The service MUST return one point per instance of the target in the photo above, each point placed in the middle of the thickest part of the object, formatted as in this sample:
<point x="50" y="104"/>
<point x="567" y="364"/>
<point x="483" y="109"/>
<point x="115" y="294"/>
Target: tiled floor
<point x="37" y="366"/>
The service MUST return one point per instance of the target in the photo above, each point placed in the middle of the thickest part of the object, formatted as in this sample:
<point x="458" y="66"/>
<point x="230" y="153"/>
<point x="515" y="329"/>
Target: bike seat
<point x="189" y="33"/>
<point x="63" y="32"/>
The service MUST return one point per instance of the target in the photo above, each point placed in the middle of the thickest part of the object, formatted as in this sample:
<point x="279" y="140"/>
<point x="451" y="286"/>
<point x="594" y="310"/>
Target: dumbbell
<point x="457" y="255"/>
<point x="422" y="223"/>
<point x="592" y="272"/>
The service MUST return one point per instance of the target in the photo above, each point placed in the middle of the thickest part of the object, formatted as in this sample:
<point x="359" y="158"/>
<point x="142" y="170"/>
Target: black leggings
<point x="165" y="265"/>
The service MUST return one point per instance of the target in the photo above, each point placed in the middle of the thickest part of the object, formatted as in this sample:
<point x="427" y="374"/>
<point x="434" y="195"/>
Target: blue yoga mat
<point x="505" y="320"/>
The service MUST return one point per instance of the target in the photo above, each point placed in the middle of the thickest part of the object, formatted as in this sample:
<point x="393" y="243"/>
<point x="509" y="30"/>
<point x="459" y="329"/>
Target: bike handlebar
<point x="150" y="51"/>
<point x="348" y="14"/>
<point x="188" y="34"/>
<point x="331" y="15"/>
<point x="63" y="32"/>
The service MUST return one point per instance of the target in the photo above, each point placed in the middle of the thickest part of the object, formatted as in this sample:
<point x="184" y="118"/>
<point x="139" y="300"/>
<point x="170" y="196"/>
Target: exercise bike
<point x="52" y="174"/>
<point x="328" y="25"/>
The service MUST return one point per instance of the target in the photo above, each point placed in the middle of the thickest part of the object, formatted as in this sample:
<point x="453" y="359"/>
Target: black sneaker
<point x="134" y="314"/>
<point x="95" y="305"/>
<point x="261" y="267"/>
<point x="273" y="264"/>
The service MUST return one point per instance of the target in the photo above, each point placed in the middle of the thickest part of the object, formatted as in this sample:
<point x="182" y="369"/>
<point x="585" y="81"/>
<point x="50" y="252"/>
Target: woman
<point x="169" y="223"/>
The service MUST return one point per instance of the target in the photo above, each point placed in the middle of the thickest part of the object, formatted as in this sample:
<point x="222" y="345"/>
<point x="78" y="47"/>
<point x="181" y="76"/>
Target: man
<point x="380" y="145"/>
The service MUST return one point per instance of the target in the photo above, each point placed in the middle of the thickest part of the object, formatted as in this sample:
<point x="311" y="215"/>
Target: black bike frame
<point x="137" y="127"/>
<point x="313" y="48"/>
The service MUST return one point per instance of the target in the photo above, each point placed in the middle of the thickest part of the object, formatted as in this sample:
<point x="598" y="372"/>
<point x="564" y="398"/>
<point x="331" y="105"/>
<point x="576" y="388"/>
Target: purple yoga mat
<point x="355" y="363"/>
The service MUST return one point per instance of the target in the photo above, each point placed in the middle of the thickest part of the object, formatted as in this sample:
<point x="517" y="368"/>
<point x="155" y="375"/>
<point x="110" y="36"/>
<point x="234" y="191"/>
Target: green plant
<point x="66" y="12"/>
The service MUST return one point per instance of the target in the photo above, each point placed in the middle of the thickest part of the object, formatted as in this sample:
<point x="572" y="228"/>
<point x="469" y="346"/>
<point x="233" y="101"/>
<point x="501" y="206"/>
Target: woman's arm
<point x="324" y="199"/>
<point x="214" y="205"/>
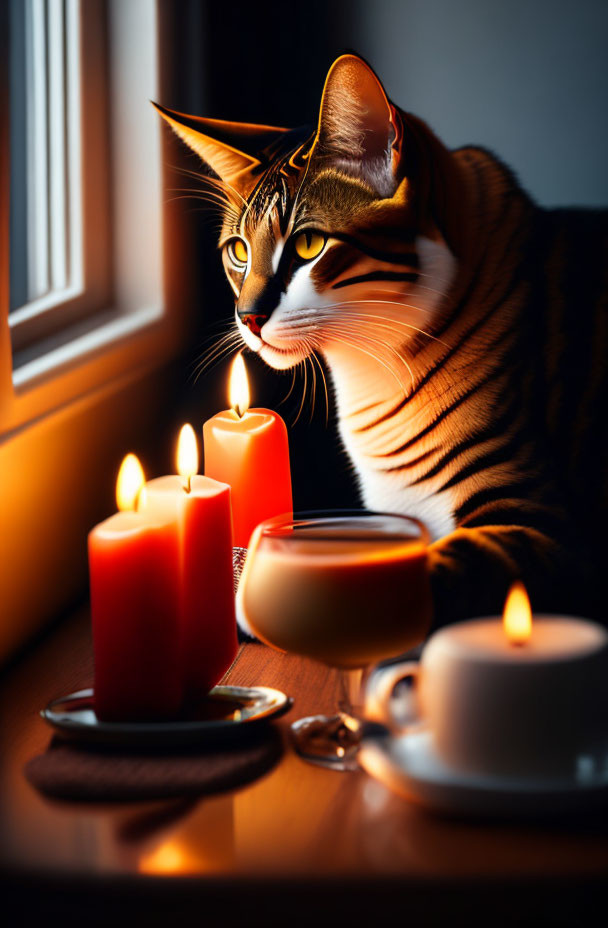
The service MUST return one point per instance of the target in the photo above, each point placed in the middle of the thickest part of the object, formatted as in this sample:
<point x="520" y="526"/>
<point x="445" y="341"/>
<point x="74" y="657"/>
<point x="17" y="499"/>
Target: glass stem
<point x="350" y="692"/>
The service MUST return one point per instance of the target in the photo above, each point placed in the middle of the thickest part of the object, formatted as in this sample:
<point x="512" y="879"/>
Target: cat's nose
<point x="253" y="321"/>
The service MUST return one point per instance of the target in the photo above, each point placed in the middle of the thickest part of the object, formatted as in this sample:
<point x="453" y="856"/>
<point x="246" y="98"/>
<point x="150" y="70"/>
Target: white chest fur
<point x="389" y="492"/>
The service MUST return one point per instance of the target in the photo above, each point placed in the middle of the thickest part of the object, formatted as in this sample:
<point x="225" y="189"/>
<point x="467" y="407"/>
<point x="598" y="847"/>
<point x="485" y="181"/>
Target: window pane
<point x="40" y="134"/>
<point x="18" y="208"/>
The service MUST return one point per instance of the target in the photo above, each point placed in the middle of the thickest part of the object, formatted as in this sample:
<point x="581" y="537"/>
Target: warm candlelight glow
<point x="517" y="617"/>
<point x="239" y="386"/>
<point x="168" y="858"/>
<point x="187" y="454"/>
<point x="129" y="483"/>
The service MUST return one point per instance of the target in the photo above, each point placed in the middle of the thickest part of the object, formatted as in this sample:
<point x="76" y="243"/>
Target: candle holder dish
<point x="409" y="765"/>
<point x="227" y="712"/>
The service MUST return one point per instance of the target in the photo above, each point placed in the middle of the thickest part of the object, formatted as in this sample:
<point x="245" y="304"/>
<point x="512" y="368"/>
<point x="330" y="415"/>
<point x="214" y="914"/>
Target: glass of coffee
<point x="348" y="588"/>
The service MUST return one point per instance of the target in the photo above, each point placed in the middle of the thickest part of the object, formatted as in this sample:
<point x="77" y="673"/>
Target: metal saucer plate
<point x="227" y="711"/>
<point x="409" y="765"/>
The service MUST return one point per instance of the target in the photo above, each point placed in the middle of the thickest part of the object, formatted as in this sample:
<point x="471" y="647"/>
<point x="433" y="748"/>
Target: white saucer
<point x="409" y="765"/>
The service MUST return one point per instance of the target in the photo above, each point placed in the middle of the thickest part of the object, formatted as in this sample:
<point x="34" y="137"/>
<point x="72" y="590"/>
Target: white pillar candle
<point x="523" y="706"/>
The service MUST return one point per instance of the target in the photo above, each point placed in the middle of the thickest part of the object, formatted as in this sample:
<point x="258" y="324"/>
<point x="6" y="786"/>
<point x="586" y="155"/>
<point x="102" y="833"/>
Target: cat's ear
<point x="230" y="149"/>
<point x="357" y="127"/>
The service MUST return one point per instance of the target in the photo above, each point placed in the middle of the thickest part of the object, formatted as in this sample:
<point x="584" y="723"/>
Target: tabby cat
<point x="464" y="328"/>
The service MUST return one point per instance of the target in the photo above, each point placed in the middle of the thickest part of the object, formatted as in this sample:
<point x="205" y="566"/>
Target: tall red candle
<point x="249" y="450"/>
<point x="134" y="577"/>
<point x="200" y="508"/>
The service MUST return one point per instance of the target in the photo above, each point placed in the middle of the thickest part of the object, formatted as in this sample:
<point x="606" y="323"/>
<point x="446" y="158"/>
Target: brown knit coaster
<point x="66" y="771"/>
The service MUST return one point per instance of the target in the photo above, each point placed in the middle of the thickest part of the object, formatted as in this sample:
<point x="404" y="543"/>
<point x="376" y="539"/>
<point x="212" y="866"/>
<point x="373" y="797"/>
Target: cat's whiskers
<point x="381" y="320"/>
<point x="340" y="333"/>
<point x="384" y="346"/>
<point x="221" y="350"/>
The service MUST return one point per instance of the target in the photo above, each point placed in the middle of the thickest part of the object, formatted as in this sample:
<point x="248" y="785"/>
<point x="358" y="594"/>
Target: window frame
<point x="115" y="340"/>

==

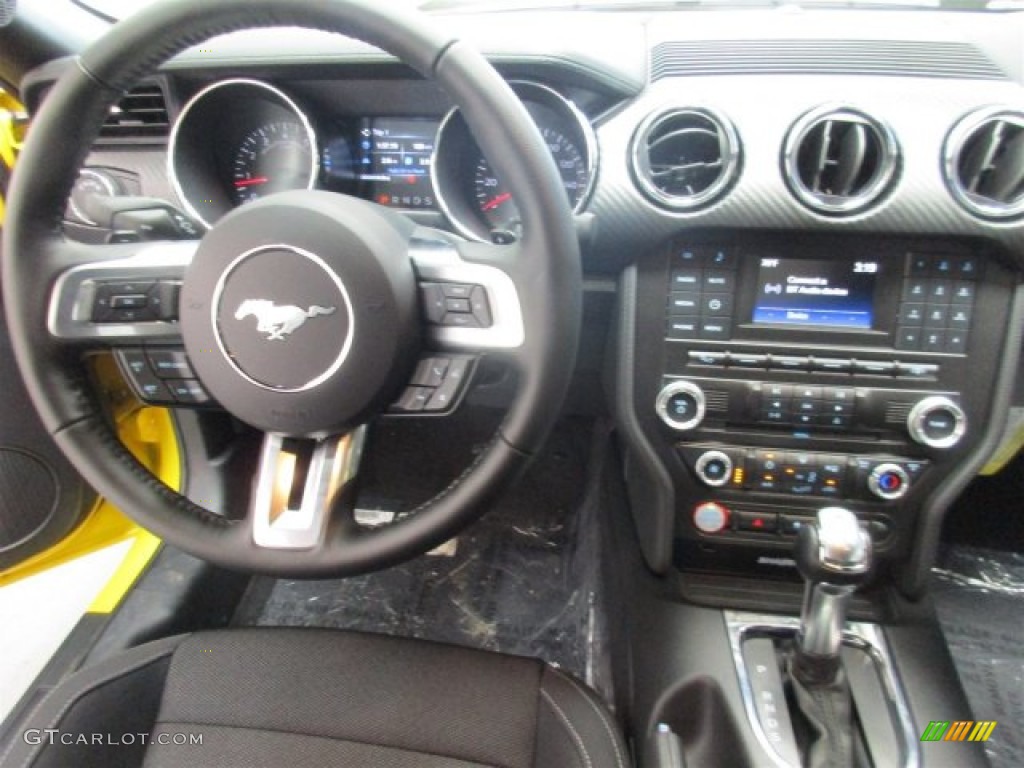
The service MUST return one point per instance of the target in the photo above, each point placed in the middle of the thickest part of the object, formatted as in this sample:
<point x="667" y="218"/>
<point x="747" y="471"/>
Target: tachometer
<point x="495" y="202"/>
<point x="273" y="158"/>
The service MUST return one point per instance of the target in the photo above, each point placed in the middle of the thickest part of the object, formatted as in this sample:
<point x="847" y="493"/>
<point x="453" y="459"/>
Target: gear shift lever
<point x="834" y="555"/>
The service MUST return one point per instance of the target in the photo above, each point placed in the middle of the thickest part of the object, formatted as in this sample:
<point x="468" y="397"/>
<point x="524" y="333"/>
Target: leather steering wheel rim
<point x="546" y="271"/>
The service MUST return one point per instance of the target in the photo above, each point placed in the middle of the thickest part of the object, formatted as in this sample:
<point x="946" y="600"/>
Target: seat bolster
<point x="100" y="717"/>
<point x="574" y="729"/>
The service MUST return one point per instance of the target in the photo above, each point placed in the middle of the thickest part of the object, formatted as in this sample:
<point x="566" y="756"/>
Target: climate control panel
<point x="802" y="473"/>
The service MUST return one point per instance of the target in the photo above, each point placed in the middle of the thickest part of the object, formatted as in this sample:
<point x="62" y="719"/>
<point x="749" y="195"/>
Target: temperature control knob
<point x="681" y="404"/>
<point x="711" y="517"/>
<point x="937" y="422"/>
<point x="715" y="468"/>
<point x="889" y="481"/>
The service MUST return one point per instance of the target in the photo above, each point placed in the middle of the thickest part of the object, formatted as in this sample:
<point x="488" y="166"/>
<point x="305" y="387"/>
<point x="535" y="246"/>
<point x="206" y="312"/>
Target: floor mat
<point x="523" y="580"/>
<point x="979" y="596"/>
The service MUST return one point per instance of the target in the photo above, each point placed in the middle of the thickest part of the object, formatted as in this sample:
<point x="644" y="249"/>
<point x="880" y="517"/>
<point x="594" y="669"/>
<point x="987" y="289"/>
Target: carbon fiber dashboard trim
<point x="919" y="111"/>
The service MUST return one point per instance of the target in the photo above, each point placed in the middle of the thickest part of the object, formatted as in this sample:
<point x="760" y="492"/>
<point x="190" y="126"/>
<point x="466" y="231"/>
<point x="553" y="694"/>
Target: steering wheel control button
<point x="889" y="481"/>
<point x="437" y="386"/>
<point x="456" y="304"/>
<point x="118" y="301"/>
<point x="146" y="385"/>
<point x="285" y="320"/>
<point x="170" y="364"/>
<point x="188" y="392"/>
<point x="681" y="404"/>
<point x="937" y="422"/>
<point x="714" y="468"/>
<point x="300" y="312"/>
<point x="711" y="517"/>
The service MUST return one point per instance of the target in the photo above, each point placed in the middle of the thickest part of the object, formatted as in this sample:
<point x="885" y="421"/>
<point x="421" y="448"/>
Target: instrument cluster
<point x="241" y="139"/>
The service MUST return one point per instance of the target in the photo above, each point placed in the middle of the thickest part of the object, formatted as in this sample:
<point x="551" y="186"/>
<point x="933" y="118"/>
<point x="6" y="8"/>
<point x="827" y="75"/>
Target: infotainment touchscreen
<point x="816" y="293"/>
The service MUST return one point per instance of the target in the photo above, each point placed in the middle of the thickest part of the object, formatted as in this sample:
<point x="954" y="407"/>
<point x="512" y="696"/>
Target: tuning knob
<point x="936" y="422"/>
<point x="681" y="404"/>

--

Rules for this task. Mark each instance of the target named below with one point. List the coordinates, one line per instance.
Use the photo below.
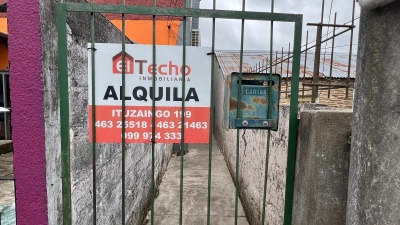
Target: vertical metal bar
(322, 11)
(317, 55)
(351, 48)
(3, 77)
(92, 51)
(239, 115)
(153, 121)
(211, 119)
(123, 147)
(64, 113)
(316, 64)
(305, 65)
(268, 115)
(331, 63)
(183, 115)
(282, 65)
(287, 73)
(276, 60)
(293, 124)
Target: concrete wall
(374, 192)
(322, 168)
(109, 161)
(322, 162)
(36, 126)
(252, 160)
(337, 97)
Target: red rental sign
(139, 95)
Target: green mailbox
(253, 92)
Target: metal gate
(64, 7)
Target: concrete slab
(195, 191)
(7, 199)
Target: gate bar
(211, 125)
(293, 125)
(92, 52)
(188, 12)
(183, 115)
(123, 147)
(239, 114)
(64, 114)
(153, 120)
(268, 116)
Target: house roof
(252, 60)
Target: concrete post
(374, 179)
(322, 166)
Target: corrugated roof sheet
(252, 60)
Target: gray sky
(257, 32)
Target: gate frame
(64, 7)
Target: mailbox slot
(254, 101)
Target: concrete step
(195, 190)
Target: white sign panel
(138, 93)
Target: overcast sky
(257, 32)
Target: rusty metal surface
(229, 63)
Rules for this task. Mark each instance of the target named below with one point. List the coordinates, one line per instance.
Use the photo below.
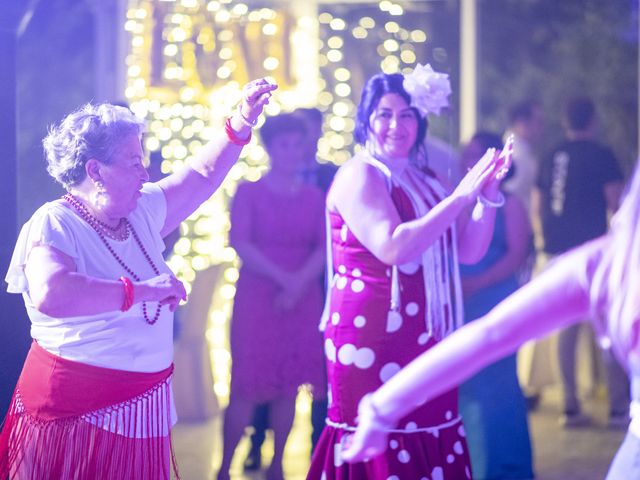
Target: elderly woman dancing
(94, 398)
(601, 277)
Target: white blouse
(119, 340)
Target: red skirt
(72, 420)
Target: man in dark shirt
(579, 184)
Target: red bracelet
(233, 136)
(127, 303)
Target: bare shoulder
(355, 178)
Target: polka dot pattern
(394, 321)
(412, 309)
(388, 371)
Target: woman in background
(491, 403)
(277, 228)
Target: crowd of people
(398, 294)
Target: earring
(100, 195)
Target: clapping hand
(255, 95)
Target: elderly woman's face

Requirement - Write out only the lines that run from the line containing "Target: clapping hand" through the line containing "Target: elderly woman's face", both included, exactly as they appear above.

Solution to this problem -
Target: clapping hand
(255, 95)
Target: elderly woman's face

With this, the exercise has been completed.